■ What to do
Reproduce the blog post below about California ballot initiatives, word for word and in full.

■ Source passage

An Initiative to End All Initiatives?
posted by Josh Goodman
Patrick details the perils of direct democracy in a comment on my post on ballot initiatives:
I live in California, where initiatives were introduced as part of the good government initiative of the early 1900's.
They haven't exactly worked out that way. Most initiatives are put forth by special interest groups, sometimes to sabotage the very cause they are supposedly designed to promote.
Like Prop 99, the eminent domain reform measure on the June ballot. It is touted as the "good" eminent domain reform ballot measure, as opposed to Prop 98 the "bad" eminent domain initiative, or so Prop 99's supporters would have you believe. It was sponsored by the League of Cities, and has so many loopholes that it does little to nothing to reform eminent domain. For example, it only protects single family homes, not commercial property which is more often than not what is taken by cities in eminent domain. Private property protection under Prop 98 by contrast is much more comprehensive.

■ Data lines
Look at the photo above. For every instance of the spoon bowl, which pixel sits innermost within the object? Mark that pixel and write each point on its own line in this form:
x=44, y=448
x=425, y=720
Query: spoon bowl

■ Worked answer
An Initiative to End All Initiatives?
posted by Josh Goodman
Patrick details the perils of direct democracy in a comment on my post on ballot initiatives:
I live in California, where initiatives were introduced as part of the good government initiative of the early 1900's.
They haven't exactly worked out that way. Most initiatives are put forth by special interest groups, sometimes to sabotage the very cause they are supposedly designed to promote.
Like Prop 99, the eminent domain reform measure on the June ballot. It is touted as the "good" eminent domain reform ballot measure, as opposed to Prop 98 the "bad" eminent domain initiative, or so Prop 99's supporters would have you believe. It was sponsored by the League of Cities, and has so many loopholes that it does little to nothing to reform eminent domain. For example, it only protects single family homes, not commercial property which is more often than not what is taken by cities in eminent domain. Private property protection under Prop 98 by contrast is much more comprehensive.